**WORK TO COMPLETE**
Using the data below, find how many lines include the word "window" and report that figure alone.

Source data:
******
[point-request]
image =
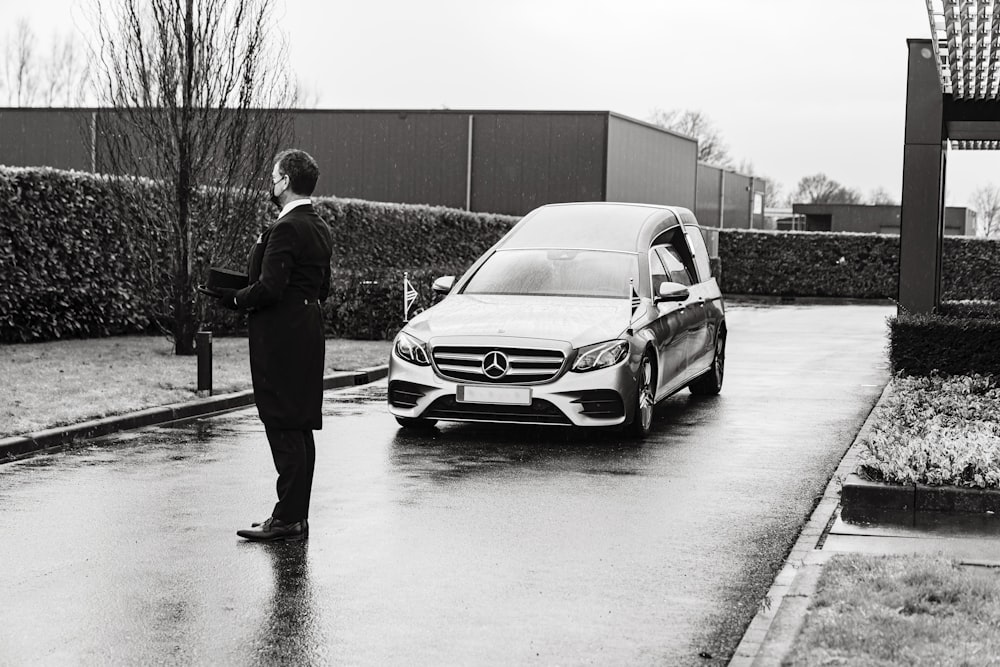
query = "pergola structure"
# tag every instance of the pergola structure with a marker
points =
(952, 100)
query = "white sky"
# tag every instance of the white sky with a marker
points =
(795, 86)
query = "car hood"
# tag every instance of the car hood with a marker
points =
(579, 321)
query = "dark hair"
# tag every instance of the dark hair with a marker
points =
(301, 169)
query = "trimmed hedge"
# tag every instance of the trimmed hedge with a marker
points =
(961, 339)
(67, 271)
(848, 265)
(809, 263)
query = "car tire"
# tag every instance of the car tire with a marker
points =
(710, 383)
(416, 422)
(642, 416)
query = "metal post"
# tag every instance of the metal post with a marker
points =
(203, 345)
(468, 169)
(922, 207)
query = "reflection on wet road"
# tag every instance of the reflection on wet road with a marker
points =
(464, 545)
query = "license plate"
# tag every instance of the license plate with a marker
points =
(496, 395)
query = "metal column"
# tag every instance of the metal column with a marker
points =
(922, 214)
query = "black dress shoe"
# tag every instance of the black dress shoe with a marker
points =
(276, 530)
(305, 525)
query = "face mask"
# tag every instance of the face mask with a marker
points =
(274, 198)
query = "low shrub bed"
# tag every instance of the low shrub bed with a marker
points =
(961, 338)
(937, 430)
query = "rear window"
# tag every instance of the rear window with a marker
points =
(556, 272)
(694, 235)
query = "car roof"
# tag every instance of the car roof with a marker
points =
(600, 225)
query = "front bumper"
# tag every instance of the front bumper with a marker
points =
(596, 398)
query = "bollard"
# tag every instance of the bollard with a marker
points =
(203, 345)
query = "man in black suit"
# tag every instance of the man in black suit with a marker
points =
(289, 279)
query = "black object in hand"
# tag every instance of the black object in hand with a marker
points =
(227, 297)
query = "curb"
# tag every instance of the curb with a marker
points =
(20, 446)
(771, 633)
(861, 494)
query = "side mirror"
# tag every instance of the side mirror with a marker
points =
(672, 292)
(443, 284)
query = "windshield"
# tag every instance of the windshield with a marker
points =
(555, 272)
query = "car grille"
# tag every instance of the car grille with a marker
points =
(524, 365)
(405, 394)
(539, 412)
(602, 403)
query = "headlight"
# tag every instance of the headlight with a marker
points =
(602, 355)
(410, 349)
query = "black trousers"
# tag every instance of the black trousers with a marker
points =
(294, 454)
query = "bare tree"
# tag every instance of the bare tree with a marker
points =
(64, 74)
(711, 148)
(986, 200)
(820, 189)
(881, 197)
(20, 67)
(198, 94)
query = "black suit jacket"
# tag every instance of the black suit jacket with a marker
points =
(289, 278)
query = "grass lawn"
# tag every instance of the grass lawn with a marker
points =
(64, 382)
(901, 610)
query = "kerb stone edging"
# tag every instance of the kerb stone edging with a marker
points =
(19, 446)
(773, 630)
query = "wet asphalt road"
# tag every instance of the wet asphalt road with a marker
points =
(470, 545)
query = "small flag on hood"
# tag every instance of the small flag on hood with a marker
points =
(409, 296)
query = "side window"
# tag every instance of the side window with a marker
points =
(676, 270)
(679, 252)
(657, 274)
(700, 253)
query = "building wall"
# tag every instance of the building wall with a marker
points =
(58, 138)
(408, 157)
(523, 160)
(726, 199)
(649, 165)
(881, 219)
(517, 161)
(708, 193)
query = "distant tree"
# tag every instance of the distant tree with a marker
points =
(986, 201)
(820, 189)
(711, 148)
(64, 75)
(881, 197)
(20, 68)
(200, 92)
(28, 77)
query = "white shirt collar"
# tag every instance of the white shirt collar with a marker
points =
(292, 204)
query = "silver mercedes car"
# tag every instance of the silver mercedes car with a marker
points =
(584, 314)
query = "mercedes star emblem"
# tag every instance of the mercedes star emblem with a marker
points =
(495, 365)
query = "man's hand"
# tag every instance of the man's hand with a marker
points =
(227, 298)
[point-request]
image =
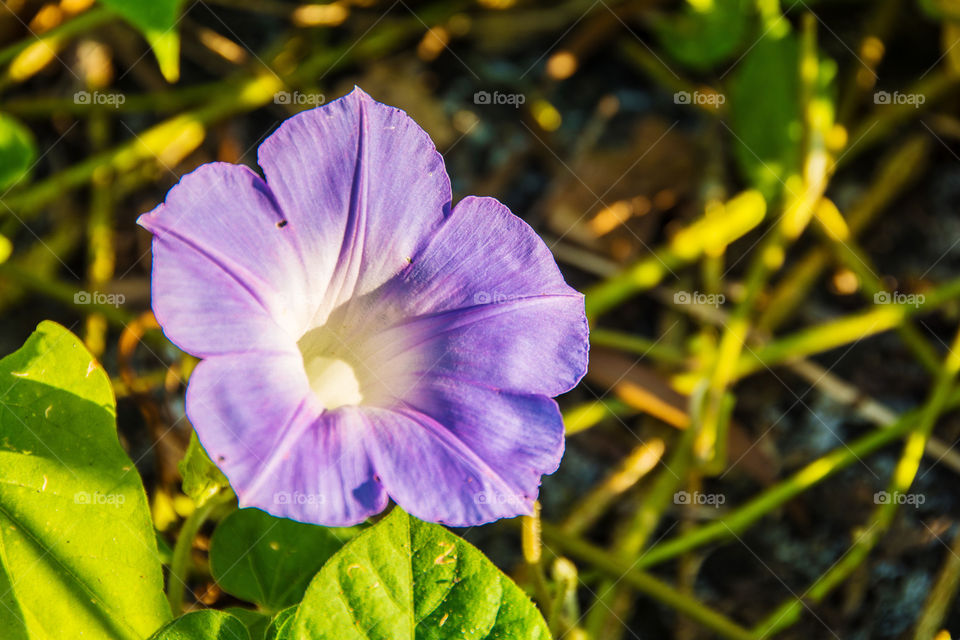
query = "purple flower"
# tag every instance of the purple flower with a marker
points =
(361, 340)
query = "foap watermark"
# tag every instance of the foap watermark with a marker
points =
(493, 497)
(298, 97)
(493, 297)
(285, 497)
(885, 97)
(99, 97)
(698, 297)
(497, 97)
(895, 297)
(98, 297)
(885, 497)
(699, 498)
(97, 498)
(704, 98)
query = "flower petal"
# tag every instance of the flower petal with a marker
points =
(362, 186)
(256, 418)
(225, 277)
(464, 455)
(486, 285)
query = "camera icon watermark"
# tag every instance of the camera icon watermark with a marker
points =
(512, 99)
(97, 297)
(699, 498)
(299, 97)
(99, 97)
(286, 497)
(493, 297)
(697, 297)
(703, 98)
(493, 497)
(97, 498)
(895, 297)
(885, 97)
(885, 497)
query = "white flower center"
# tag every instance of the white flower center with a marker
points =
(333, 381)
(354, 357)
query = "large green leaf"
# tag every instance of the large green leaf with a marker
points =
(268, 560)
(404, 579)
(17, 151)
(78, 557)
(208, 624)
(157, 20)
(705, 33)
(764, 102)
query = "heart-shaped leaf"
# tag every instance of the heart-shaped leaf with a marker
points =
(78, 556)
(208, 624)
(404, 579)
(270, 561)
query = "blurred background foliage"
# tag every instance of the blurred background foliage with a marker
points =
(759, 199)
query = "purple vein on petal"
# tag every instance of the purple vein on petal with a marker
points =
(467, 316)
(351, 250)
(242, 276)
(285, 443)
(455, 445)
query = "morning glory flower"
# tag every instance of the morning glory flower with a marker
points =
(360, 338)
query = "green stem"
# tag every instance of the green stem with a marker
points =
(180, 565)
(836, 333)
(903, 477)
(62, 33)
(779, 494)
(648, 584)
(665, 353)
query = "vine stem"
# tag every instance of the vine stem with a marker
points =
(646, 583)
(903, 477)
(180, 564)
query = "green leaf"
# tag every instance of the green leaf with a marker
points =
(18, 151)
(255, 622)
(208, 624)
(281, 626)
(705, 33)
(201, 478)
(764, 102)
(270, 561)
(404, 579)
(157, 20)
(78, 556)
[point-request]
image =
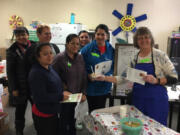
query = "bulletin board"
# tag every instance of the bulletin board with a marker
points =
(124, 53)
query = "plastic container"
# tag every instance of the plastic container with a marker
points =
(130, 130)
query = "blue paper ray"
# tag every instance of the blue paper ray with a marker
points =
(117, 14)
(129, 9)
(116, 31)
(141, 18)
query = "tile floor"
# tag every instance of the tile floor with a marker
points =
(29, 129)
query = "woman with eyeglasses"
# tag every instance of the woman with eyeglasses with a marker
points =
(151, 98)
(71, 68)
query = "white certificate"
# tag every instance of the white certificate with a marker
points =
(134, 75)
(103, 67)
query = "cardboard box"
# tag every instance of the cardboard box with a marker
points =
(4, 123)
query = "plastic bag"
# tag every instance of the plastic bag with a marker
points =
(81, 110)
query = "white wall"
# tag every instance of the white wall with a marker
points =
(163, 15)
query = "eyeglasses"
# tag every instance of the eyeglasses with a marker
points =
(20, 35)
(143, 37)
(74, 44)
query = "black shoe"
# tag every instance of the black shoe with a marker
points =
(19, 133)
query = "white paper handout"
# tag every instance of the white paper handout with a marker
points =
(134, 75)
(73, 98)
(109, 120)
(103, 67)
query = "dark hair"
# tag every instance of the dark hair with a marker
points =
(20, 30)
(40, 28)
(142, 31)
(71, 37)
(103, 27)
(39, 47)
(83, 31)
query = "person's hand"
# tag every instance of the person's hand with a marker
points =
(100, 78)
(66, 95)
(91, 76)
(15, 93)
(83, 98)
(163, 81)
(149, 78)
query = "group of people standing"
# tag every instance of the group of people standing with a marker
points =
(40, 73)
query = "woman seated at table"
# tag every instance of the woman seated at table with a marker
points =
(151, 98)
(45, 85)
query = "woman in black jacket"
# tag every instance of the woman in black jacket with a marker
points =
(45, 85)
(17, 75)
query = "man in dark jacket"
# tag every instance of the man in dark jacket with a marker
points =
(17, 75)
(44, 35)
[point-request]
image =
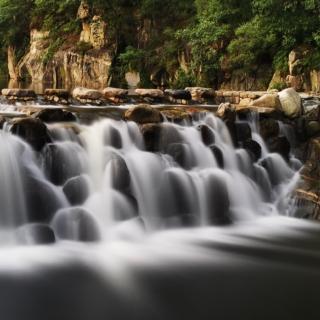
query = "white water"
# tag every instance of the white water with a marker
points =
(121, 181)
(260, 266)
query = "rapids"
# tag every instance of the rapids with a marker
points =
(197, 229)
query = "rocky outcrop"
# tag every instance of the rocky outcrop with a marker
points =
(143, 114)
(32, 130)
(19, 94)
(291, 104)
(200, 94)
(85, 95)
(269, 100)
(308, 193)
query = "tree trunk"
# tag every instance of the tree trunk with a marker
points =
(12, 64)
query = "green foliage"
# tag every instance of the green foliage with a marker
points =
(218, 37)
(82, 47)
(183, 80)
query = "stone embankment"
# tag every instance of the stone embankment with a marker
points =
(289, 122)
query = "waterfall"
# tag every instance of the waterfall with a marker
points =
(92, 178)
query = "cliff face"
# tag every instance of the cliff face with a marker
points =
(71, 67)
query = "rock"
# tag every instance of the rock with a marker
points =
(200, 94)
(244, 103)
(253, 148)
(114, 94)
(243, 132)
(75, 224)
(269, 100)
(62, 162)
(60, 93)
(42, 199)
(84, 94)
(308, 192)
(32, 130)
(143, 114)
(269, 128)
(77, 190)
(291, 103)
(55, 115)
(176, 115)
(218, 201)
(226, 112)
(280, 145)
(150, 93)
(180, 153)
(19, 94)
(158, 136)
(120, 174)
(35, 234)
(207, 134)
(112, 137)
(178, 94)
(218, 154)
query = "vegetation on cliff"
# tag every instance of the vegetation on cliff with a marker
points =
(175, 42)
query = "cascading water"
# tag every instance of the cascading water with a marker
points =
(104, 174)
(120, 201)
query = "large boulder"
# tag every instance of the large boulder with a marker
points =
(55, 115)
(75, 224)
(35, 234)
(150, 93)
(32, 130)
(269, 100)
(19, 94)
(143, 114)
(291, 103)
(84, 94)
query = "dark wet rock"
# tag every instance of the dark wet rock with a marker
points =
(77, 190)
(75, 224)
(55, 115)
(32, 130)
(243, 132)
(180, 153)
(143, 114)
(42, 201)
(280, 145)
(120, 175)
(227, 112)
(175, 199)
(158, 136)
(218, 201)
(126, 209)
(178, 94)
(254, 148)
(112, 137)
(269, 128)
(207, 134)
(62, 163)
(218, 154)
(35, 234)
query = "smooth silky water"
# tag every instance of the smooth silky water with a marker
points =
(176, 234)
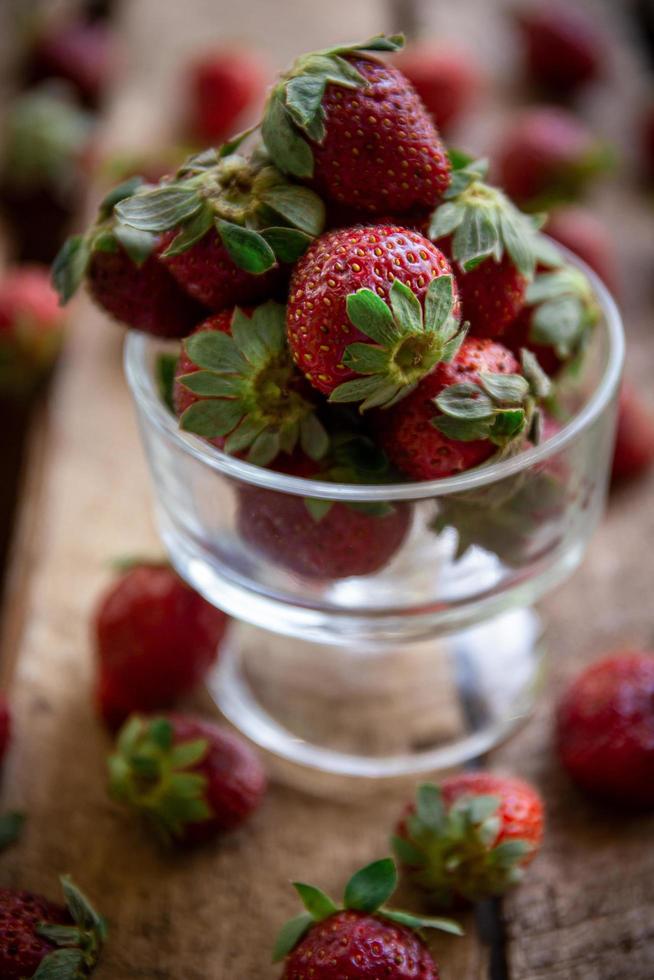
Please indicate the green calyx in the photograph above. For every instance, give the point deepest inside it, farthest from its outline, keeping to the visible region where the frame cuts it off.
******
**RESPONSE TO THE EXERCISE**
4